_TASK DESCRIPTION_
Filter the listing below down to the lines containing the word "green".

+++ PROVIDED DATA +++

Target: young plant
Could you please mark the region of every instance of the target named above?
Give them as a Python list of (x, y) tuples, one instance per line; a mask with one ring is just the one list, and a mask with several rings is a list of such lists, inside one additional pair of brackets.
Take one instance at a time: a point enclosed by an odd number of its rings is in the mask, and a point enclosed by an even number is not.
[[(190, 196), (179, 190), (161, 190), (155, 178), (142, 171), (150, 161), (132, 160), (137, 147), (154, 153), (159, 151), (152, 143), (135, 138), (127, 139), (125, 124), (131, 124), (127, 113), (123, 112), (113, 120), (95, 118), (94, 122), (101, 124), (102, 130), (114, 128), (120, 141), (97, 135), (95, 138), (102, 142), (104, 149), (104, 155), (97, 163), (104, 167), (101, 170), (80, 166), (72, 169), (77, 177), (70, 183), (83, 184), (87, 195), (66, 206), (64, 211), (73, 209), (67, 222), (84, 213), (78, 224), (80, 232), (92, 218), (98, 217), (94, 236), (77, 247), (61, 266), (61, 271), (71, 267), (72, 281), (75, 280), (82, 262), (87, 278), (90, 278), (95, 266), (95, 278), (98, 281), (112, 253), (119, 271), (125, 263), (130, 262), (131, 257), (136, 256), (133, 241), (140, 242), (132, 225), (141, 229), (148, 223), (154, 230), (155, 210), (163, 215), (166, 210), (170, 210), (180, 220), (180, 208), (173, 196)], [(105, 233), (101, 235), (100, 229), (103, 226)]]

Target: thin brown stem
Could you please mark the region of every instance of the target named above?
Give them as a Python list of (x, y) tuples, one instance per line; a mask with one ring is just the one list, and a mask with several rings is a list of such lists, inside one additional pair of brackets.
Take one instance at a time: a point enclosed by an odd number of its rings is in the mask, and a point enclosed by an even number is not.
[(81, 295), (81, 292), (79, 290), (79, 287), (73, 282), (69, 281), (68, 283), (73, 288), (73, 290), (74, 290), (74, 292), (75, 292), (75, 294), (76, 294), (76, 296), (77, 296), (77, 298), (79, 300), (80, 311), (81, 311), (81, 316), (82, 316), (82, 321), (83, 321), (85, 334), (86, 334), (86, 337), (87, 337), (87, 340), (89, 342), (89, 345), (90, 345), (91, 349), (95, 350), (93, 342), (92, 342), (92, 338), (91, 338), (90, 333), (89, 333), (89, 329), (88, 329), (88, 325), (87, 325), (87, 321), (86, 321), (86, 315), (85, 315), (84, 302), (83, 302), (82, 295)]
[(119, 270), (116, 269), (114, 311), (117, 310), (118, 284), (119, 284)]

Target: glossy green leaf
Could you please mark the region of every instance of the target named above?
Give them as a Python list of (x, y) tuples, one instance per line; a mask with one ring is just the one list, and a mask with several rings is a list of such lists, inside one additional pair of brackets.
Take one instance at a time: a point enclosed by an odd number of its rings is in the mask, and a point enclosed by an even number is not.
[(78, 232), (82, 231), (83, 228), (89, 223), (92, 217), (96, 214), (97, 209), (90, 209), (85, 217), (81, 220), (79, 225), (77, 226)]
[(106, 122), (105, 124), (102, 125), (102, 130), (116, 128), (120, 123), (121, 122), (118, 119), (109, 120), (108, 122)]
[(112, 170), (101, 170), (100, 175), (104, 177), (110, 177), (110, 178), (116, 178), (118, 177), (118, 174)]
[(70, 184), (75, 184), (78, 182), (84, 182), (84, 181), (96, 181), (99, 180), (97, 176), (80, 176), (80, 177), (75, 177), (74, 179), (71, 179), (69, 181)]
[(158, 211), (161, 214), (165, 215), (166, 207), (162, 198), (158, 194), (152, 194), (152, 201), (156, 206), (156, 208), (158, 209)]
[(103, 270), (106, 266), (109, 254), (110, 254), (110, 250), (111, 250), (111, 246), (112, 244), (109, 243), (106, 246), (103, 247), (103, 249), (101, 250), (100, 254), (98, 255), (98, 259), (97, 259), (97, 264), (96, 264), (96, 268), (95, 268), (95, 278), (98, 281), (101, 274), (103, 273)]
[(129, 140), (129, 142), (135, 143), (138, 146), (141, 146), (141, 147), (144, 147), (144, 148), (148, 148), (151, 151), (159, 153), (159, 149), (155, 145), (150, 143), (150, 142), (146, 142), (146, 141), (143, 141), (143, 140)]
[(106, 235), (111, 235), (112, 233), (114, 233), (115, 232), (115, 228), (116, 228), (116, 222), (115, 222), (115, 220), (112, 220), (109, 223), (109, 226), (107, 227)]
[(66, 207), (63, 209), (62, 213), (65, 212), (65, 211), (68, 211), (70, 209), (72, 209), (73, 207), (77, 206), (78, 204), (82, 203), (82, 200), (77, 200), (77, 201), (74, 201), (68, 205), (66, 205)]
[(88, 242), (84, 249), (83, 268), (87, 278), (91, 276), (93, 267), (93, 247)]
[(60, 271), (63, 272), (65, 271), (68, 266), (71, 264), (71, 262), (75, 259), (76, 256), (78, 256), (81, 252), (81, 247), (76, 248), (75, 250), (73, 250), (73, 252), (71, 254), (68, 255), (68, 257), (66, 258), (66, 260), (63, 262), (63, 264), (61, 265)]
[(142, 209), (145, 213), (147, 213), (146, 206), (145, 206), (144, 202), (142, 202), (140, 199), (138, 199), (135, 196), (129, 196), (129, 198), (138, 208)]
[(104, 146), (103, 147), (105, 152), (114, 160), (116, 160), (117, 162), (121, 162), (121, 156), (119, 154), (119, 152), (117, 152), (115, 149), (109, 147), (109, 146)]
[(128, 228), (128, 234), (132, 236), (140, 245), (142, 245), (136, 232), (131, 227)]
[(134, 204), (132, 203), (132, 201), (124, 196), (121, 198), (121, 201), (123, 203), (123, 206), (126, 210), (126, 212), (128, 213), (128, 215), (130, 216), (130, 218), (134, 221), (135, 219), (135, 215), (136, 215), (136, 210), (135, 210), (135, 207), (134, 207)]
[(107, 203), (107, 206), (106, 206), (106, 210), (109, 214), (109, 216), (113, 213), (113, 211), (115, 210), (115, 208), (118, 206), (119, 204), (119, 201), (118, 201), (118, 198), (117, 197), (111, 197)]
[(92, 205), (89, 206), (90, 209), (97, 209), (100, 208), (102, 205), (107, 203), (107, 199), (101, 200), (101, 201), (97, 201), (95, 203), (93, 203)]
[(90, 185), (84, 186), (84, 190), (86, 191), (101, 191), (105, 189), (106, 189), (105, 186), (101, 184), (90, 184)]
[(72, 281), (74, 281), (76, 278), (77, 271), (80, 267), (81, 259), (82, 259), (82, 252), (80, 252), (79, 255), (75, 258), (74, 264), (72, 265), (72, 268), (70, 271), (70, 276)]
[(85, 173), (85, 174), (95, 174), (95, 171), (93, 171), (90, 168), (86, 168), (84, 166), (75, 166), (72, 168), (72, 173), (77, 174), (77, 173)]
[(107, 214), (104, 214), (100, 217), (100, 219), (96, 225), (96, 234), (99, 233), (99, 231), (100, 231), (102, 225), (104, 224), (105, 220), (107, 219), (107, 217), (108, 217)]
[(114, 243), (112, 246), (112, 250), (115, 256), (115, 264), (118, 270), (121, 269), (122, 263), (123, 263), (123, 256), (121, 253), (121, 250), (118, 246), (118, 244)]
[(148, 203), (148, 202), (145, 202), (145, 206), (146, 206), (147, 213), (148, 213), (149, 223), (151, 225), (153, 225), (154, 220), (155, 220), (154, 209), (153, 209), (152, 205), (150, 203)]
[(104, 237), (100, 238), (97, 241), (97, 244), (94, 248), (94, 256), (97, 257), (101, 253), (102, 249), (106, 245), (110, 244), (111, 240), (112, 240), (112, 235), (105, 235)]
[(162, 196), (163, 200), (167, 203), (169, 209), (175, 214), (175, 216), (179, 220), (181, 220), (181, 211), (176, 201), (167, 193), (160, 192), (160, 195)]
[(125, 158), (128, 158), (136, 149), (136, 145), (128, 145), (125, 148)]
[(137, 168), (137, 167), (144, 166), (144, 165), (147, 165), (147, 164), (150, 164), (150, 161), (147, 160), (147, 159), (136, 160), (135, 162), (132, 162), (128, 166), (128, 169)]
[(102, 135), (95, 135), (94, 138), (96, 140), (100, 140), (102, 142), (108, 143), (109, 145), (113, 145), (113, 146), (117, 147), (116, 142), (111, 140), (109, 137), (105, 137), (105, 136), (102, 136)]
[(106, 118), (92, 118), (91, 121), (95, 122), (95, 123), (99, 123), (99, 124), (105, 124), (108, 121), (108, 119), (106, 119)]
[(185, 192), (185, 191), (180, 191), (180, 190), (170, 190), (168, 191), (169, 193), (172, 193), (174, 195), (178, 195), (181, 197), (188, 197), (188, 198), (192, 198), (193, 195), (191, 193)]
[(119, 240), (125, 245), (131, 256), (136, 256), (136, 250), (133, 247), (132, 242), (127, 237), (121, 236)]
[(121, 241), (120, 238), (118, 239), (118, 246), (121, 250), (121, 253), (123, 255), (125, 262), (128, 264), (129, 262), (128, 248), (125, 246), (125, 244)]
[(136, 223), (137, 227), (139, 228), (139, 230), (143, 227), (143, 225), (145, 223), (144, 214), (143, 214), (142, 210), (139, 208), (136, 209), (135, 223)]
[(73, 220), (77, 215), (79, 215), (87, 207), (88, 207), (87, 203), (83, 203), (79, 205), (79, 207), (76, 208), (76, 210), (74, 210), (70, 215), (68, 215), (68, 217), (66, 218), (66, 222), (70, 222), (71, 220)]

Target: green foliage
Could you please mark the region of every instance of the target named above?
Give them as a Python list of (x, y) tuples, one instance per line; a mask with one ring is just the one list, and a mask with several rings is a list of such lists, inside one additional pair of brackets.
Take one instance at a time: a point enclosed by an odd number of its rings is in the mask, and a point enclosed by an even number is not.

+++

_OUTPUT OF THE EXERCISE_
Target: glossy green leaf
Target: green foliage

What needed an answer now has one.